▶ _Task prompt_
The listing that follows should be copied in full, exactly as written.
━━━━━ Entries shown
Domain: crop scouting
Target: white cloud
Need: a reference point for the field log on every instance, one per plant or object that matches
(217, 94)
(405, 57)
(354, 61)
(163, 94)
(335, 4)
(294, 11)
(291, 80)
━━━━━━━━━━
▶ _Problem solution_
Domain: crop scouting
Target: white cloud
Need: a reference point for the field log on every instance, one per plant or object that matches
(217, 94)
(405, 57)
(354, 61)
(163, 94)
(335, 4)
(294, 11)
(291, 80)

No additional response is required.